== Supplied material

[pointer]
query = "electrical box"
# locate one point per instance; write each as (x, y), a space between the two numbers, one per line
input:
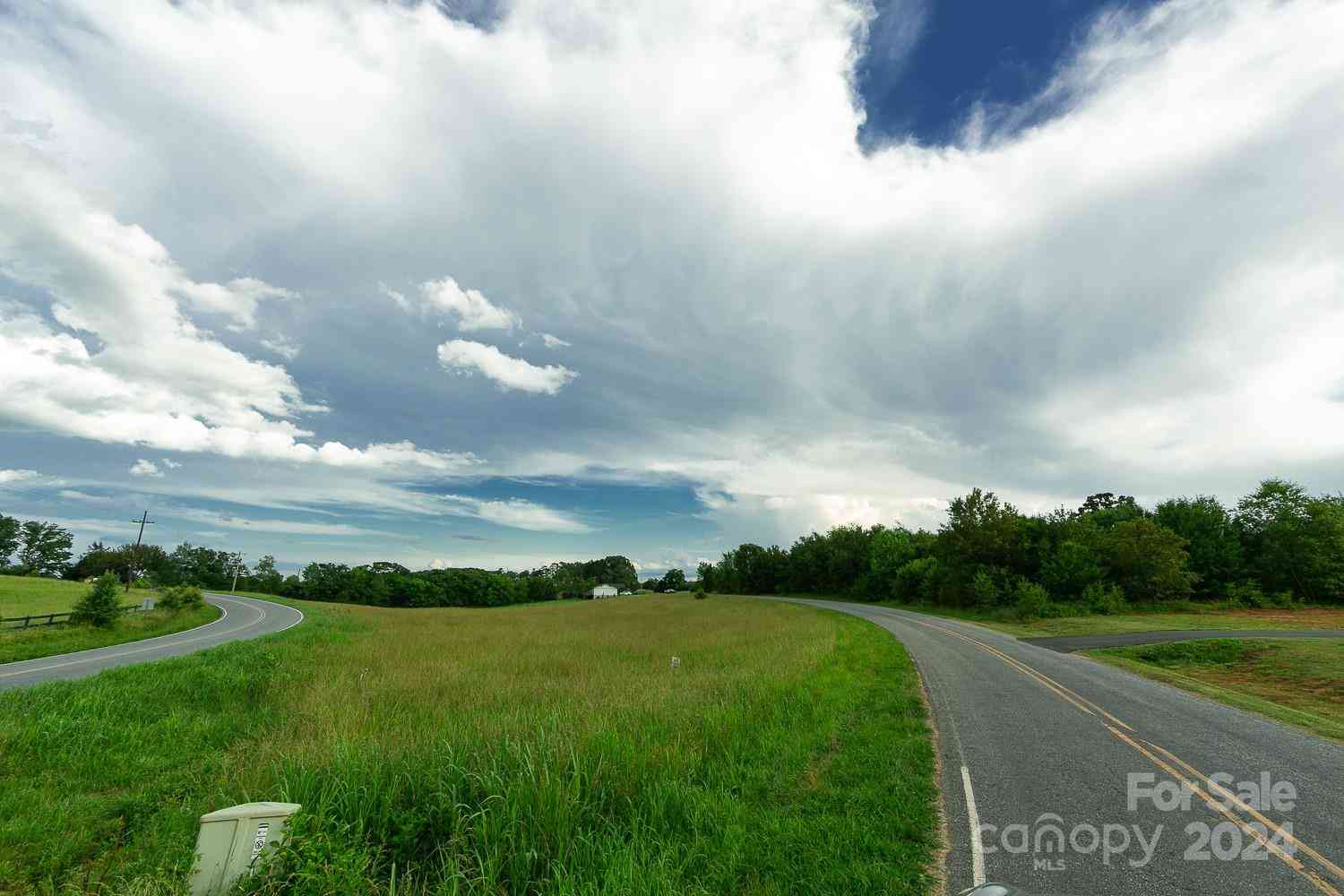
(231, 840)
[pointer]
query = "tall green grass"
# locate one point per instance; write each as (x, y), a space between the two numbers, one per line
(527, 750)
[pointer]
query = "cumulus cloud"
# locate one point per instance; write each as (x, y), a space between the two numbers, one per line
(282, 346)
(465, 357)
(279, 527)
(1137, 292)
(151, 376)
(470, 306)
(145, 468)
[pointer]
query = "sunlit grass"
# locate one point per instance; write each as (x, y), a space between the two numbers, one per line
(1300, 683)
(521, 750)
(29, 595)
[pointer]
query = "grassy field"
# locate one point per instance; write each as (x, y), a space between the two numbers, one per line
(23, 595)
(545, 748)
(1185, 619)
(29, 595)
(1300, 683)
(47, 641)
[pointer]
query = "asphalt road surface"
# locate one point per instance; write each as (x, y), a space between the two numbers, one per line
(1062, 775)
(244, 618)
(1067, 643)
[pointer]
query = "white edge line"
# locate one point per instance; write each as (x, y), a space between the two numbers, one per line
(112, 646)
(978, 849)
(128, 653)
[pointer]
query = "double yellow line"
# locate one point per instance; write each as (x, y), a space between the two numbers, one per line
(1191, 780)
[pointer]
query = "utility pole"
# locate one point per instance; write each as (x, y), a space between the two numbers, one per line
(134, 552)
(237, 562)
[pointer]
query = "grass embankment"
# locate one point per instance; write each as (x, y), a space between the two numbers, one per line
(1300, 683)
(48, 641)
(23, 595)
(542, 748)
(1190, 616)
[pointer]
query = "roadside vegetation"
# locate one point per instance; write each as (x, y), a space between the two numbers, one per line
(101, 618)
(1163, 616)
(547, 748)
(1277, 548)
(1300, 683)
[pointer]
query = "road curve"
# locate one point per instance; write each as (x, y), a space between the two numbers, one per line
(244, 618)
(1034, 742)
(1070, 642)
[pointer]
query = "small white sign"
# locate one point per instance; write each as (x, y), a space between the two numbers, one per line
(260, 842)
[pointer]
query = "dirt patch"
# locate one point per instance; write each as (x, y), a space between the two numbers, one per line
(1308, 618)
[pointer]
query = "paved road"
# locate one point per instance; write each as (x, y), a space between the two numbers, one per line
(244, 618)
(1032, 740)
(1067, 643)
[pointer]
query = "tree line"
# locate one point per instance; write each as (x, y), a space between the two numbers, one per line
(45, 548)
(1277, 546)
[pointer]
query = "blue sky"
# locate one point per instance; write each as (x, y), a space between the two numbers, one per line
(503, 284)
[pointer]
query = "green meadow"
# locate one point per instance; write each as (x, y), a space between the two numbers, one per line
(542, 748)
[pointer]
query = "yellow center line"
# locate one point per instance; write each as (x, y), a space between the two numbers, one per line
(1090, 708)
(1236, 820)
(1212, 785)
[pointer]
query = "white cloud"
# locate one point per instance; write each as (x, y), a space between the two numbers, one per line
(75, 495)
(524, 514)
(1137, 289)
(145, 468)
(470, 308)
(281, 527)
(156, 379)
(282, 346)
(465, 357)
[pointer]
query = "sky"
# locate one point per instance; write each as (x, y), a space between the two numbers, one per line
(500, 284)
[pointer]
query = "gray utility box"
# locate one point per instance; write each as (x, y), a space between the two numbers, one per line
(231, 840)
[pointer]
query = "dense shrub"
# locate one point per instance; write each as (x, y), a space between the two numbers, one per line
(1245, 594)
(1104, 599)
(182, 597)
(1031, 600)
(102, 605)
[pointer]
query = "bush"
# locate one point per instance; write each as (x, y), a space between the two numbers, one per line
(1032, 602)
(1246, 594)
(101, 606)
(183, 597)
(984, 590)
(1105, 599)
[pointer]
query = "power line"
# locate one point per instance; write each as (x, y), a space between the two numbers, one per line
(134, 552)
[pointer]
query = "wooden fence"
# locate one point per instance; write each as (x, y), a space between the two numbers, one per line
(54, 618)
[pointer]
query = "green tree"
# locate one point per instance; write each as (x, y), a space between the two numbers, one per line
(1211, 538)
(1070, 570)
(981, 533)
(1148, 562)
(1293, 540)
(266, 576)
(43, 548)
(101, 606)
(8, 538)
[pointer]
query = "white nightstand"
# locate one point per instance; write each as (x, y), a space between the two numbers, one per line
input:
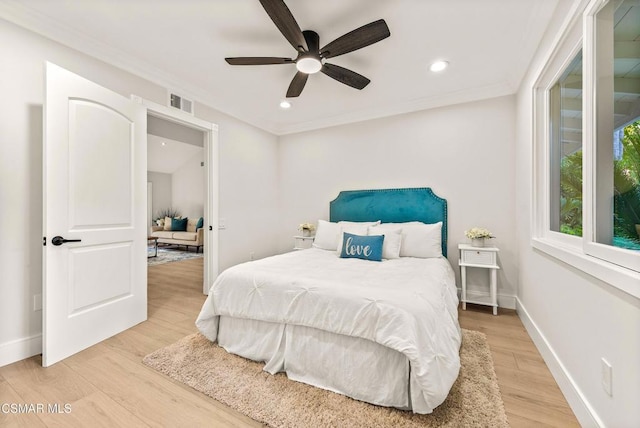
(302, 242)
(479, 257)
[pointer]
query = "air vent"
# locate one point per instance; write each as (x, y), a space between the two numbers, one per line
(181, 103)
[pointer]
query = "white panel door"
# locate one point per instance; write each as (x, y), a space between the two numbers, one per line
(95, 284)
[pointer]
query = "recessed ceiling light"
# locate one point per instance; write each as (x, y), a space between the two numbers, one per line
(438, 66)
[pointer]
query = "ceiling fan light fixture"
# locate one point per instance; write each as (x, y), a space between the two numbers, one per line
(438, 66)
(308, 64)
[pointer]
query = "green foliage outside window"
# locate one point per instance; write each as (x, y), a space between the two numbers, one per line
(626, 192)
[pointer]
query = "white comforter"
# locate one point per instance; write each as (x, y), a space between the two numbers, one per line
(406, 304)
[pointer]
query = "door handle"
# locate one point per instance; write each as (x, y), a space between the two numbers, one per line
(59, 240)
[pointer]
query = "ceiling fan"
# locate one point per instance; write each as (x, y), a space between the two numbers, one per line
(311, 57)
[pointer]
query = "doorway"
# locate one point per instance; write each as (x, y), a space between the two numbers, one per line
(179, 126)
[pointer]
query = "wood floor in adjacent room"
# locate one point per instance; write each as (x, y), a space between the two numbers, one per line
(108, 386)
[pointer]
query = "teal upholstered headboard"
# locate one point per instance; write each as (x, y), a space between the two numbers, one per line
(391, 206)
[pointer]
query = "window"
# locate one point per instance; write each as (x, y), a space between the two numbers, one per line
(565, 109)
(614, 158)
(587, 144)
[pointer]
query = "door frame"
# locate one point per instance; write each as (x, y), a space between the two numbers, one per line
(211, 151)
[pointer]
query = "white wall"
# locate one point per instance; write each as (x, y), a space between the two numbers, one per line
(187, 187)
(575, 319)
(464, 152)
(22, 58)
(160, 191)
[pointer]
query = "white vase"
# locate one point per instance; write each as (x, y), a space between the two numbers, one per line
(477, 242)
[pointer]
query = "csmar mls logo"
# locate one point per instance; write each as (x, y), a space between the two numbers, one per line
(23, 408)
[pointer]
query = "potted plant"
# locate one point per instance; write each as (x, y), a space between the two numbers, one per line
(478, 235)
(307, 228)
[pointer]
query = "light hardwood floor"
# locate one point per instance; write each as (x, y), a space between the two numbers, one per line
(108, 386)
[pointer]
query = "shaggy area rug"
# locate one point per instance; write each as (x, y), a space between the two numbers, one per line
(474, 400)
(168, 255)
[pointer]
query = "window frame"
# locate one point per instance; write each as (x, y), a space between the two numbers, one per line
(591, 164)
(580, 252)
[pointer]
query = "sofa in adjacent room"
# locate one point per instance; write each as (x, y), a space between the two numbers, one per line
(180, 231)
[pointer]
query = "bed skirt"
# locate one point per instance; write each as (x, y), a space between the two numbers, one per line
(355, 367)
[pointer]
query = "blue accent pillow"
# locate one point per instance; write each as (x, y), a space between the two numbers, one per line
(362, 247)
(179, 224)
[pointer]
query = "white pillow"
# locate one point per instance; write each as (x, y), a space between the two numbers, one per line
(358, 223)
(392, 241)
(418, 239)
(327, 235)
(351, 228)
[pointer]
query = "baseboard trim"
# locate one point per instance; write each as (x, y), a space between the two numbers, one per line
(581, 408)
(20, 349)
(504, 301)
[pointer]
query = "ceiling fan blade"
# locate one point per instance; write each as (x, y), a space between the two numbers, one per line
(258, 60)
(297, 84)
(286, 23)
(346, 76)
(357, 39)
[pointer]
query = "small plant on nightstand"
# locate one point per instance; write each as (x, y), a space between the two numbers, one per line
(478, 236)
(307, 228)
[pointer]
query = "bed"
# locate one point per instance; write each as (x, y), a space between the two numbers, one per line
(385, 332)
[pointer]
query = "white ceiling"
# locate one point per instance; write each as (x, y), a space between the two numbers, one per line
(181, 44)
(165, 155)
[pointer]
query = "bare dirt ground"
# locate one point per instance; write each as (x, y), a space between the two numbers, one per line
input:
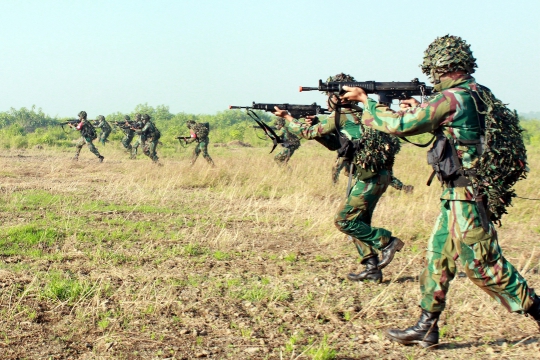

====

**Exercise details:** Collect every line of the material above that contains the string "pillow". Case counts.

**Solution for this problem:**
query = "blue accent pillow"
query = "white pillow"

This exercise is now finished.